• [EXERCISE INSTRUCTIONS]:
#1 From the essay about Brownies and FLY UP day, give the stretch from "I’ve never been" through "some extra spunk." again, changing "adventure stories" to "adventure books".
#2 Write what comes next in the essay about Brownies and FLY UP day, picking up after its final sentence.

I joined Brownies because I wanted to be a Scout like my big brother. I wanted to go camping and hiking. I wanted to tie knots and learn first aid.

 

I did not like the Brownie dress and beanie. I did not enjoy baking or needlepoint or crafting, but I was willing to suffer through them on my way to “real” scouting. I didn’t like the mean girls in the Brownie troop. They were seriously mean. They made me want to quit.

 

The troop leader promised that if we stayed with Brownies, then we could FLY UP to Girl Scouts. When I asked what it was like to FLY UP, she told me it was secret and magical, and I would be forever changed. I was all in for that. I loved secrets, I longed for magic, and I desperately wanted to be forever changed. I stuck it out.

 

On FLY UP day, I was beyond excited. I had a zillion imaginings of how things would change, forever and ever. I couldn’t wait to join the magic.

 

The scout leader and a couple of older girls took me to the library. They blindfolded me. They helped me walk up three stairs. At the top, they took off the blindfold and pinned a set of plastic wings on my shirt. I was on top of a wooden platform. I walked down the stairs. That was it.

 

There is no way to describe the depth of my eight-year-old disappointment, or the height of my outrage. My mom frequently told me, We have to live in reality. FLY UP day was reality.

 

I’ve never been a fan of reality. My favorite place in every story – biography, fantasy, horror, realistic fiction – is that liminal space in between. Because really…what is reality? Whose reality? I look now at the history I learned as “reality” and I know it was reality only for the smallish segment of people who had the power to write the books and plan the curriculum.

 

I think some part of me knew that even then, because I wasn’t seeing my reality written anywhere. Most of the adventure stories had a boy as the hero. The occasional girl hero could be counted on to clean up her tomboy act and be a good little girl with some extra spunk.

 

It’s not that I couldn’t relate to those kids. I did relate. I loved them. But they were not living my reality as a genderqueer kid in the rural Midwest.

 

I escaped the reality of my school days with novels tucked inside my textbooks. I read through recess and lunch. I kept searching, constantly, for the shimmer that I could touch, and maybe move through, out of This and into That.

• [RAW DATA]:
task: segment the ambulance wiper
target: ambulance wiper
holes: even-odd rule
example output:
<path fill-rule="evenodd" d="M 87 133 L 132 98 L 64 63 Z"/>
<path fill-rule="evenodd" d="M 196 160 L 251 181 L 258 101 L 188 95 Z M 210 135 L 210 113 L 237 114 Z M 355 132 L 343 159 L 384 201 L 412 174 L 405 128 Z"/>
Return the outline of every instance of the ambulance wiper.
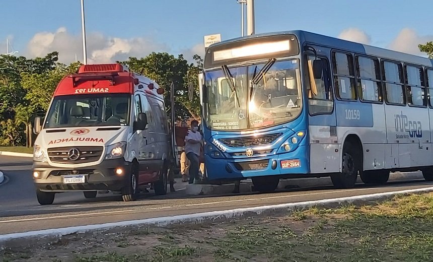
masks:
<path fill-rule="evenodd" d="M 230 89 L 232 89 L 232 92 L 235 92 L 235 96 L 236 97 L 236 101 L 235 101 L 235 107 L 240 107 L 239 98 L 238 97 L 238 91 L 236 90 L 236 87 L 235 86 L 235 83 L 233 82 L 233 76 L 230 73 L 230 71 L 229 70 L 229 67 L 227 67 L 227 65 L 225 64 L 223 66 L 221 67 L 221 69 L 223 70 L 223 73 L 224 73 L 224 76 L 226 77 L 226 79 L 227 80 L 227 82 L 229 82 L 229 85 L 230 86 Z M 236 102 L 238 102 L 237 106 L 236 105 Z"/>
<path fill-rule="evenodd" d="M 266 63 L 263 66 L 263 67 L 262 68 L 257 74 L 256 74 L 256 71 L 257 69 L 257 66 L 256 66 L 256 68 L 254 69 L 254 74 L 253 75 L 253 79 L 251 80 L 251 86 L 250 87 L 250 99 L 251 99 L 251 96 L 253 95 L 253 86 L 257 85 L 260 82 L 263 77 L 264 77 L 265 74 L 269 71 L 269 69 L 275 63 L 276 60 L 275 58 L 270 58 L 268 60 Z"/>

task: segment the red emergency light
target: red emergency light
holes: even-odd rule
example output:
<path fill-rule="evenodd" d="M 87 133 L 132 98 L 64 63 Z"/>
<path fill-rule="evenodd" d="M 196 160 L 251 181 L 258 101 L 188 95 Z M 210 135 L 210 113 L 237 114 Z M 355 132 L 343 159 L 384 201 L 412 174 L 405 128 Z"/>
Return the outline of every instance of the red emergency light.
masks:
<path fill-rule="evenodd" d="M 116 63 L 99 64 L 85 64 L 80 67 L 78 74 L 86 73 L 122 73 L 129 72 L 129 70 L 123 65 Z"/>

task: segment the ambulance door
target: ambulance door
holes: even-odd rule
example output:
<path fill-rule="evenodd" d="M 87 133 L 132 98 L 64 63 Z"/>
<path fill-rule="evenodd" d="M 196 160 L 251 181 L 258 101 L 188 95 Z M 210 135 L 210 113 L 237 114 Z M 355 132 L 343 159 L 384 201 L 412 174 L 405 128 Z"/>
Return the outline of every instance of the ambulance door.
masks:
<path fill-rule="evenodd" d="M 140 113 L 146 113 L 143 110 L 142 103 L 142 98 L 139 94 L 137 93 L 134 96 L 134 106 L 135 111 L 134 121 L 138 120 L 138 115 Z M 148 122 L 149 121 L 149 116 L 148 117 Z M 146 171 L 148 169 L 147 158 L 149 149 L 148 148 L 147 140 L 148 139 L 149 133 L 149 124 L 148 128 L 145 130 L 136 130 L 134 132 L 133 141 L 136 143 L 135 145 L 133 146 L 133 147 L 136 148 L 136 152 L 137 152 L 137 159 L 138 164 L 140 166 L 140 172 L 138 174 L 138 183 L 142 182 L 142 174 L 146 173 Z"/>

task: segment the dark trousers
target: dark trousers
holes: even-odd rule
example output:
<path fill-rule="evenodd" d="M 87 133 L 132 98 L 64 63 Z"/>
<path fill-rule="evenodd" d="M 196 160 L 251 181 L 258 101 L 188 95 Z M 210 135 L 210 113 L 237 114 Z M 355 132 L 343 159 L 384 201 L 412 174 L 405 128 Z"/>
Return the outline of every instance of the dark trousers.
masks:
<path fill-rule="evenodd" d="M 186 157 L 189 159 L 189 183 L 194 183 L 194 179 L 198 179 L 198 156 L 192 152 L 186 154 Z"/>

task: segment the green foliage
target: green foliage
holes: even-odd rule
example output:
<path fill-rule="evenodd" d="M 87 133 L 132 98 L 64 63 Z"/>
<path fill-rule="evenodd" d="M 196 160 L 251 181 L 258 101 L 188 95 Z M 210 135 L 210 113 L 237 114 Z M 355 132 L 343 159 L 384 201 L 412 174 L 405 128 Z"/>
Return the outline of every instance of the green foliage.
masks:
<path fill-rule="evenodd" d="M 427 53 L 429 57 L 433 58 L 433 42 L 428 42 L 425 44 L 419 44 L 418 47 L 421 52 Z"/>
<path fill-rule="evenodd" d="M 200 56 L 195 55 L 197 64 L 188 64 L 182 54 L 176 57 L 168 53 L 153 52 L 145 57 L 129 57 L 127 61 L 120 62 L 133 72 L 146 76 L 158 83 L 166 90 L 165 103 L 170 112 L 171 85 L 175 86 L 175 111 L 176 116 L 184 117 L 200 116 L 198 101 L 198 87 L 197 74 L 201 67 Z M 188 98 L 188 81 L 194 85 L 194 100 L 190 102 Z"/>
<path fill-rule="evenodd" d="M 0 122 L 0 146 L 16 146 L 23 144 L 24 132 L 12 119 Z"/>
<path fill-rule="evenodd" d="M 58 53 L 27 59 L 24 56 L 0 55 L 0 145 L 31 146 L 32 122 L 44 115 L 52 94 L 65 76 L 76 73 L 79 62 L 66 65 L 57 62 Z M 131 71 L 149 77 L 164 88 L 166 105 L 170 112 L 170 86 L 175 87 L 175 109 L 178 117 L 200 115 L 197 74 L 202 60 L 194 56 L 196 64 L 188 64 L 180 54 L 153 52 L 142 58 L 130 57 L 121 62 Z M 194 85 L 194 99 L 188 97 L 188 85 Z"/>

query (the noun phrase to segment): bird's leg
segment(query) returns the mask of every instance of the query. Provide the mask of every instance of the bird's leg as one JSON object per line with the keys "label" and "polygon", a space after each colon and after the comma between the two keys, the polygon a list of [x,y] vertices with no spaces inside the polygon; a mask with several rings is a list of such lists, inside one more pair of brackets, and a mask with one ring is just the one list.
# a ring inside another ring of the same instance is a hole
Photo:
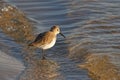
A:
{"label": "bird's leg", "polygon": [[44,49],[42,49],[42,59],[46,59],[45,58],[45,50]]}

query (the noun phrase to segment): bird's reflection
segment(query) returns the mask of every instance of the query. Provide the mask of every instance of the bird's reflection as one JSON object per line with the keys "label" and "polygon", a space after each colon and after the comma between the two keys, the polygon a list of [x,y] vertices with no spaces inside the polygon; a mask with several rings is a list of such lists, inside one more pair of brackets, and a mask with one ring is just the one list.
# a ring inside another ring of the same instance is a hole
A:
{"label": "bird's reflection", "polygon": [[58,72],[60,67],[56,61],[43,60],[31,53],[24,57],[27,65],[19,80],[56,80],[60,76]]}

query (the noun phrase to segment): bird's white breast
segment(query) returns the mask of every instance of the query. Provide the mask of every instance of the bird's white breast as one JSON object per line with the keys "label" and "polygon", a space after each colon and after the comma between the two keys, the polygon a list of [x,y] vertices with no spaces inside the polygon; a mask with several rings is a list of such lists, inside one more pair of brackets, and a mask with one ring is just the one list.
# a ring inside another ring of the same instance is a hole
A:
{"label": "bird's white breast", "polygon": [[54,38],[54,39],[51,41],[51,43],[42,45],[41,48],[42,48],[42,49],[49,49],[49,48],[51,48],[51,47],[53,47],[53,46],[55,45],[55,42],[56,42],[56,38]]}

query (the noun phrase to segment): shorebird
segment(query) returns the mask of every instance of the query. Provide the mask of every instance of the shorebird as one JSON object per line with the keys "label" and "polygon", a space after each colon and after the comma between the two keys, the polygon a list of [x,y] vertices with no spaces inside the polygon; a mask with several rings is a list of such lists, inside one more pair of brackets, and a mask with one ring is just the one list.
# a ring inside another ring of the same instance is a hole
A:
{"label": "shorebird", "polygon": [[40,33],[36,39],[29,44],[29,46],[42,49],[42,59],[45,59],[44,51],[55,45],[57,34],[61,34],[65,38],[65,36],[61,33],[59,26],[55,25],[49,31]]}

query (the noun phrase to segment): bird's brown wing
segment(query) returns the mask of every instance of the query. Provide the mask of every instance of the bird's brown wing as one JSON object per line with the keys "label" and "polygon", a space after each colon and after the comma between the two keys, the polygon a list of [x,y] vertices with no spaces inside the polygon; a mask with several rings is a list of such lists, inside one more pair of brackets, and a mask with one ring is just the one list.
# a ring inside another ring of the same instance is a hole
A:
{"label": "bird's brown wing", "polygon": [[39,45],[49,44],[53,40],[54,37],[55,35],[52,32],[50,31],[44,32],[44,33],[39,34],[34,42]]}

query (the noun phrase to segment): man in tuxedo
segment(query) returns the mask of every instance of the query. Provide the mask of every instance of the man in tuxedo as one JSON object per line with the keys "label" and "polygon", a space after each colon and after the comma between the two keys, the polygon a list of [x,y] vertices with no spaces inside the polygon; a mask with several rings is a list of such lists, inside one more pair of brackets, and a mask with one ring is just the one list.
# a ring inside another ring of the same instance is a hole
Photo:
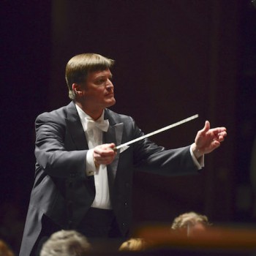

• [TASK-BY-TASK OUTPUTS]:
#1
I’ve never been a fan of reality. My favorite place in every story – biography, fantasy, horror, realistic fiction – is that liminal space in between. Because really…what is reality? Whose reality? I look now at the history I learned as “reality” and I know it was reality only for the smallish segment of people who had the power to write the books and plan the curriculum.

 

I think some part of me knew that even then, because I wasn’t seeing my reality written anywhere. Most of the adventure books had a boy as the hero. The occasional girl hero could be counted on to clean up her tomboy act and be a good little girl with some extra spunk.

#2
I loved – and still love – the stories that take me right up to that shimmer. Is it a wall? Or is it a portal? And if it’s a portal, how do I pass through? Is there a key? And what’s on the other side? I don’t want a quantifiable answer. I prefer to be left with the questions.

 

I went to the books that I put down and wondered – was that really…? Could it really…? I was obsessed with The Forgotten Door by Alexander Key. A Gift of Magic by Lois Duncan, Jane-Emily by Patricia Clapp, and A Wrinkle in Time by Madeleine L’Engle were also at the top of my middle-grade list. As a teen, I quickly moved into Stephen King. I wasn’t a fan of horror so much as the walk-a-day characters and situations that shifted suddenly into realms we don’t discuss in polite reality.

 

Although The Outsiders by S.E. Hinton is realistic fiction, it’s all about that shimmering wall. Ponyboy longed and searched for a world beyond his own, and her found it in the sunsets and the mist in the valley. I recognized him immediately as my comrade in the search for a better world.

 

As a writer, I write first for my young self. Every book I write, realistic or not, carries that question – what if? What if what we see is not what actually is? Or if it’s only a small part of what is? What if there’s a parallel “what is” right next to this one? Can we shift this reality by looking at it a different way? What is the key to that perspective shift?

 

As humans, we are born into a hard, weird world. There is an ever-expanding web of nonsensical rules and expectations, many of which are in direct conflict with what seems sensible and pleasant. I’ve been looking for a way out for as long as I can remember.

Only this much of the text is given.